▸ **SUPPLIED INFORMATION**
________________________

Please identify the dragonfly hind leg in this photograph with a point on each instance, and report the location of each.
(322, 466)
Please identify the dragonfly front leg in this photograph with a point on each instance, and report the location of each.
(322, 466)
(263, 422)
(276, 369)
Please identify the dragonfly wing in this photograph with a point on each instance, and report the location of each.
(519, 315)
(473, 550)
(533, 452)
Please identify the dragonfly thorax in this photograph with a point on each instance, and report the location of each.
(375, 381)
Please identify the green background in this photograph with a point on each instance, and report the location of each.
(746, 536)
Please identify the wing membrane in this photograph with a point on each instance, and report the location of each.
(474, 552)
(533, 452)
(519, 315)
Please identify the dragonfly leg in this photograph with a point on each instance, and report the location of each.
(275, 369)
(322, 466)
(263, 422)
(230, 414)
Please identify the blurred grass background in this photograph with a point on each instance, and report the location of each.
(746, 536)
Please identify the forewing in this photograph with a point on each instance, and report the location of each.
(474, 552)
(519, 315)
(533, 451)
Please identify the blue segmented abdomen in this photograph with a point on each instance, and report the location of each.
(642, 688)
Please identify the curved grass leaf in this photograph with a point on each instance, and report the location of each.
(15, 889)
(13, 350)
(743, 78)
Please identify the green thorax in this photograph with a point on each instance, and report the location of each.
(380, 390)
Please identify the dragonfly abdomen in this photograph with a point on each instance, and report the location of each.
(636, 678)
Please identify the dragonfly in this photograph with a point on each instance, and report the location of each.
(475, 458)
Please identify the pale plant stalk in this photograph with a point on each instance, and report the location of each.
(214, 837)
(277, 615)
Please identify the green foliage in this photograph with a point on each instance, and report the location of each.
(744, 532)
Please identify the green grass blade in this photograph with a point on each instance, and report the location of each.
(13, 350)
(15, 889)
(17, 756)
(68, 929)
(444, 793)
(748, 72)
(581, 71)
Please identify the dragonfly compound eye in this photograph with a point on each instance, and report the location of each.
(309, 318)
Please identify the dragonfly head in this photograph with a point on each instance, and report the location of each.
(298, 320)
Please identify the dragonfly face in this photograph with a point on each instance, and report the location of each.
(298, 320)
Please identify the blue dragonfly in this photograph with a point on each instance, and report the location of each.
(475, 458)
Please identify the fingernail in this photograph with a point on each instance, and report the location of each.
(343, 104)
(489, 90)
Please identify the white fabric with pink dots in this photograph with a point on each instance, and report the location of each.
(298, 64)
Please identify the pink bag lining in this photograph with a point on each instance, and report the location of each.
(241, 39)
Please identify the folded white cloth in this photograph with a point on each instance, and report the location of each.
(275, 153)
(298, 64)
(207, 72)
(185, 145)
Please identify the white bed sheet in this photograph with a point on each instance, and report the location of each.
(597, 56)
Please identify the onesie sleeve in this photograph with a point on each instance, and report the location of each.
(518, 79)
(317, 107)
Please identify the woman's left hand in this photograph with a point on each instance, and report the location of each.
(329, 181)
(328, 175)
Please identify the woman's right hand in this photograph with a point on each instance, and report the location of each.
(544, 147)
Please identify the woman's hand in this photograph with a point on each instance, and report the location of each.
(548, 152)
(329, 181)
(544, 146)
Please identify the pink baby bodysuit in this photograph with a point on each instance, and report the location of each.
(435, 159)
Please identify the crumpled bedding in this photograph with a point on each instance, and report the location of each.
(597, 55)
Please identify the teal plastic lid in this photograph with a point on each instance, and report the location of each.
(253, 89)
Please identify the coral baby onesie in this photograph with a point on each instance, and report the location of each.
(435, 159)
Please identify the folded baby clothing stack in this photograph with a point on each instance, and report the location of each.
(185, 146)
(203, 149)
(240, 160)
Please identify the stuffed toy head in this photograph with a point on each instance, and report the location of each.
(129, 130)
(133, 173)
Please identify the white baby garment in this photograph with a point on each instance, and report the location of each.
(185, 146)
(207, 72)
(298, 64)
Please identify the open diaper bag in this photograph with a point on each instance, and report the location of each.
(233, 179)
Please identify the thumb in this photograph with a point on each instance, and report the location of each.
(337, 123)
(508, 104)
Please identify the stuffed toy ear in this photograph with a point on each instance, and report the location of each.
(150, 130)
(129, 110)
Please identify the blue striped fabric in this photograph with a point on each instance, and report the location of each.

________________________

▸ **TASK INSTRUCTIONS**
Repeat the data in its entirety, character for character.

▸ **SOLUTION TO THIS EXERCISE**
Please identify the dragonfly hind leg in this photograph with a point on each instance, and report the location of each.
(322, 466)
Please identify the dragonfly front leg in this photograph with a point on each instance, and report the location of each.
(322, 466)
(263, 422)
(276, 369)
Please identify the dragonfly wing in this photograph with a point on each instance, and report the location of each.
(519, 315)
(473, 550)
(533, 452)
Please identify the dragonfly thorax in this photograph with a point on each instance, and report the location of each.
(375, 381)
Please identify the green background in this photograph with a point on each instance, and report the location of each.
(746, 536)
Please identify the wing membrane in this photograph with a point on each instance, and report the location of each.
(474, 552)
(533, 452)
(519, 315)
Please identify the dragonfly leg in this photograph with a point on each instance, and report the location of each.
(275, 369)
(322, 466)
(263, 422)
(230, 414)
Please identify the blurred grass background in this photograph with a point on each instance, and report the location of each.
(746, 536)
Please identify the forewing in this photograph with a point on each instance, and report the location of each.
(474, 552)
(519, 315)
(533, 451)
Please identify the blue segmented abdomen in this photograph with a point on each instance, and report the location of each.
(642, 688)
Please identify the curved grass leaf in this photograph with a point on each instance, and report the location of each.
(15, 889)
(13, 350)
(743, 78)
Please identify the green thorax in this photograph with a point on each instance, and report the location of each.
(380, 390)
Please identify the dragonfly abdomen in this photograph with a point on each instance, and report the location of each.
(636, 678)
Please identify the dragonfly in this photograph with a point on each instance, and report the location of each.
(475, 458)
Please identify the pale plant stalk in this photograph with a point on each instance, and report the location of each.
(214, 837)
(277, 615)
Please identify the green foliage in this photograph with a point on each instance, and report the location of each.
(744, 532)
Please identify the green grass blade in this photograph with a point on each instance, and report the location of each.
(13, 350)
(15, 889)
(17, 756)
(68, 929)
(444, 793)
(748, 72)
(581, 71)
Please identify the dragonfly compound eye in this photograph with a point on each instance, and report the location of each.
(309, 318)
Please identify the dragonfly head in this photograph with a point on each instance, and report the location of each.
(298, 320)
Please identify the dragonfly face in this photograph with a point on each instance, and report the location of each.
(298, 320)
Please identify the blue dragonfly in this photograph with a point on each instance, and report the location of each.
(475, 458)
Please identify the fingernail in this photograph with a point on each instance, and report the location of each.
(343, 104)
(489, 90)
Please identify the white fabric with pink dots in this photograph with a point on each instance, and report the location of each.
(298, 64)
Please identify the pink bag lining in this photograph with a point on each instance, and report the location of each.
(241, 39)
Please identify the folded white cloth in this photograph with a point on each instance, and report the location of each.
(275, 153)
(298, 64)
(207, 72)
(185, 145)
Please identify the white bed sheet in this photograph with a point on each instance, and report the location of each.
(597, 56)
Please identify the onesie sleeve in this photograph with a point on each instance, and report the location of each.
(518, 79)
(317, 107)
Please identify the woman's left hand in this photograph with a point on each instance, and report the location of each.
(329, 181)
(328, 175)
Please identify the woman's right hand in this photograph with a point on each instance, and report the location of each.
(544, 147)
Please identify the woman's hand in this photograph with a point on each instance, and report the location of each.
(548, 152)
(329, 181)
(544, 146)
Please identify the pink baby bodysuit in this photograph with a point on each instance, and report the location of each.
(435, 159)
Please identify the crumpled bedding in this photograph with a point on each instance, and report the location of each.
(597, 55)
Please identify the teal plastic lid in this photograph with a point on each instance, and report the location of each.
(253, 89)
Please identify the coral baby onesie in this photograph with a point on each instance, and report the location of each.
(435, 159)
Please identify the folded baby clothing stack in this photograph with a point on each instance, and report the location of each.
(185, 146)
(203, 149)
(240, 160)
Please identify the stuffed toy head in this photograph with a point on each instance, and report the location of each.
(129, 130)
(133, 173)
Please identify the white baby garment in this photograph with a point on each instance, and report the location of each.
(185, 146)
(207, 72)
(298, 64)
Please identify the open diaper bag in this photograph with a point on each instance, and report the location of each.
(233, 179)
Please identify the thumb in this photograph with a point on each instance, and report the location of each.
(337, 123)
(508, 104)
Please identify the stuffed toy ear in this photograph with a point on each instance, and report the location of each.
(150, 130)
(129, 110)
Please identify the blue striped fabric in this photograph with a point on each instance, and report the location of each.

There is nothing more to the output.